ASSIGNED TASK 1
Reproduce the passage from the text on New York custody and adoption law starting at "4) The parent’s" and ending at "of the child.".
ASSIGNED TASK 2
In the text on New York custody and adoption law, what minimum length of "extraordinary disruption of custody" does Domestic Relations Law §72 treat as an "extraordinary circumstance"?

The origins of “extraordinary circumstances” standard are more than 30 years old. In 1976, the New York State Court of Appeals held that when a custody dispute between a parent and a non-parent arises, the parent’s superior right to custody could be disturbed only if extraordinary circumstances are proven and if it can be shown that it is in the child’s best interest for a non-parent to have custody. Bennett v. Jeffreys, 40 N.Y.2d 543 (1976). Typical examples of extraordinary circumstances are when a parent is unfit, where there is persistent neglect of a child by a parent, or where the parent abandons the child.

The Bennett case involved a 15 year old unwed mother who gave birth to her child while living with her parents. Under pressure from her mother, the girl reluctantly transferred the child to the care of Ms. Jeffreys, a former classmate of her mother. Ms. Jeffreys failed to adopt the child because she couldn’t afford to. When the biological mother was 23, and about to graduate from college, she brought a proceeding in Family Court to obtain custody of her child. But the Family Court dismissed the petition, directing that custody of the child remain with Ms. Jeffreys. The biological mother was awarded visitation rights.

The Appellate Division reversed the decision of the Family Court and directed Ms. Jeffreys to return custody to the biological mother because she had not surrendered nor abandoned the child, and was not unfit. The Court of Appeals subsequently reversed the Appellate Division, holding that where “extraordinary circumstances” exist such as an extended separation of the child from his or her biological parents, the best interests of the child were superior to the custody rights of a biological parent.

Extraordinary circumstances differ from case to case, however, the recent amendment to the Domestic Relations Law §72 gives grandparents extra consideration in that an “extraordinary disruption of custody” of at least 24 months, is described by the statute as an “extraordinary circumstance”.

Termination of Parental Rights and Step-Parent Adoption

Sunday, January 11th, 2009

Occasionally someone comes to consult with me and tells me that the biological parent of their child wants to terminate his or her parental rights voluntarily. My typical response is, that even in a situation where the parent is willing to give up those rights voluntarily, they will not be terminated unless the child is adopted by a step-parent. Because of the strong public policy considerations against depriving children of their parent’s emotional and financial support, New York requires that someone else must step into the shoes of the biological parent, who no longer wishes to be a part of the child’s life. The adopting step-parent must want to undertake the financial and legal responsibility for the child and also to agree to release the non-spouse biological parent of their parental responsibilities.

New York law requires that the child’s parents both consent to the adoption, unless:

1) The parent has failed to visit and communicate with the child for six months.
2) The parent is mentally ill or mentally retarded and is unable to care for the child.
3) The parent has surrendered to an authorized agency under social services law.
4) The parent’s child has had a guardian appointed under social services law.
5) The parent has executed an instrument, which is irrevocable, denying the paternity of the child.

Once the step-parent has agreed to adopt the child, the child’s consent may be necessary. New York law requires the consent of children over fourteen years of age, unless the judge or surrogate in his or her discretion dispenses with such consent. Once the adoption is finalized and the order of adoption has been entered, the former parent will no longer be required to pay child support, but will continue to be responsible for arrears in child support. Also, the child’s birth certificate may be updated to replace the biological parent’s name with step-parent’s. In New York, step-parent adoption can be handled by either Family Court or Surrogate Court.

In addition to the step-parent adoption, parental rights may be terminated by a court of competent jurisdiction which has determined the child to be an abandoned child and the authorized agency, having care of the child, files a petition seeking termination of parental rights.

SUPPLIED MATERIAL
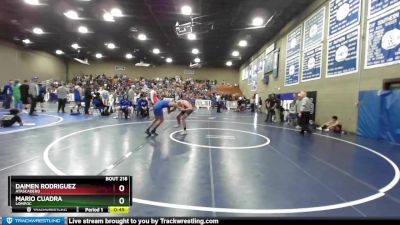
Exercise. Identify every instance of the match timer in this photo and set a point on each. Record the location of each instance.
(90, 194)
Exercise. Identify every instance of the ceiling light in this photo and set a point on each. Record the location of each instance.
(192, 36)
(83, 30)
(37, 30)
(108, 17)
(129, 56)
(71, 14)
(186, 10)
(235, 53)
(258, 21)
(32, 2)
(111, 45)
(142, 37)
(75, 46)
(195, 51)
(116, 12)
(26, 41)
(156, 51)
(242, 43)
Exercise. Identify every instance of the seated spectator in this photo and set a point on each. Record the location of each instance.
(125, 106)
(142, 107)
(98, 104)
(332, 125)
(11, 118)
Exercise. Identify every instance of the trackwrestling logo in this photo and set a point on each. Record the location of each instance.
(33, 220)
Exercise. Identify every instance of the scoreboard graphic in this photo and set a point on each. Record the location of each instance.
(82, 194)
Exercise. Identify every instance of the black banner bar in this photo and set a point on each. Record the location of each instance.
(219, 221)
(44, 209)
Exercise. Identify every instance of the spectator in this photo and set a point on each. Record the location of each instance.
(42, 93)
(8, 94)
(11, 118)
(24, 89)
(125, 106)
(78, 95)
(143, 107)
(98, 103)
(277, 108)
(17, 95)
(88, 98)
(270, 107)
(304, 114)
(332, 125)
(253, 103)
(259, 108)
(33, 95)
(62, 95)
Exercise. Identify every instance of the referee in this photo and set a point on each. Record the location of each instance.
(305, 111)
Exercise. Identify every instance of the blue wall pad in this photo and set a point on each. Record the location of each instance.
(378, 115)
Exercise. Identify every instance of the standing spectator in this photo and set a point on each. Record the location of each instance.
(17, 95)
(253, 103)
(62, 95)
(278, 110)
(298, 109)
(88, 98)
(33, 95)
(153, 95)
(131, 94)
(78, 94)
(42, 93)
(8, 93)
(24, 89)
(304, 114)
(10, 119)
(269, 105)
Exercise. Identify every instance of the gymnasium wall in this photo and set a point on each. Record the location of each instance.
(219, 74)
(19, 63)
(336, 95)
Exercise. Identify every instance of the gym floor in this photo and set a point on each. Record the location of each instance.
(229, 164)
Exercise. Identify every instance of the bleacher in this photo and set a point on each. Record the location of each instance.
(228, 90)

--

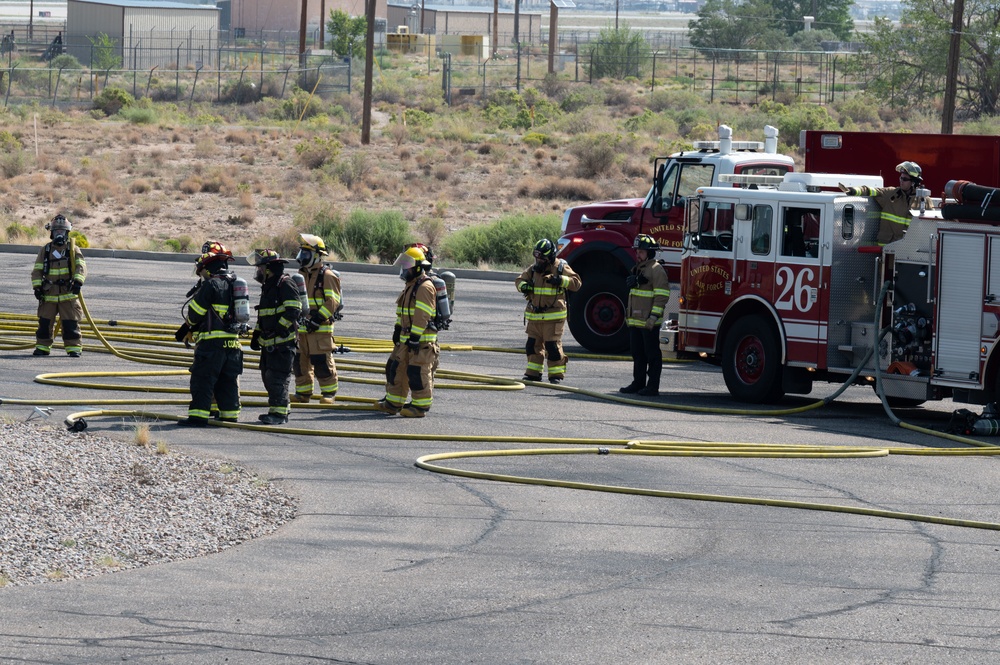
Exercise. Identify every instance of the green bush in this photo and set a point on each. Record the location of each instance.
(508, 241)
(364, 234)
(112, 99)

ANSWER AREA 1
4) The parent’s child has had a guardian appointed under social services law.
5) The parent has executed an instrument, which is irrevocable, denying the paternity of the child.

ANSWER AREA 2
At least 24 months.